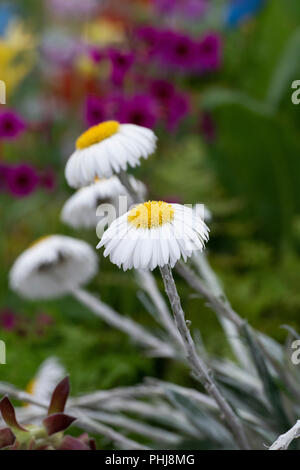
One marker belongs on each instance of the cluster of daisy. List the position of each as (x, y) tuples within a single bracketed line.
[(151, 234)]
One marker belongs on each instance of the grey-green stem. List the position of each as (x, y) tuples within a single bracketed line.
[(122, 323), (198, 367)]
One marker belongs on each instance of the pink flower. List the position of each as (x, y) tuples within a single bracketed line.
[(139, 109), (121, 64), (11, 125), (209, 52), (177, 110), (177, 49), (95, 110), (150, 37), (4, 170), (162, 90)]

■ **Aim of the exercise**
Once the pictures are set aside, copy the remaining text of every entry exactly.

■ **The completed task**
One marker belongs on each instance of the cluster of daisy. List the position of each as (x, y) tuples within a single bracketed line.
[(151, 234)]
One marker belongs on each instance of the grey-green stem. List the position of each as (x, y) tuples within a single bracketed line.
[(122, 323), (198, 367)]
One marker belongs on each instance of the pink flower. List the position of each as (x, y) tuples within a single bracketed line.
[(139, 109), (121, 64), (11, 125), (209, 52), (177, 110), (177, 49), (95, 110), (150, 37), (4, 170), (162, 90)]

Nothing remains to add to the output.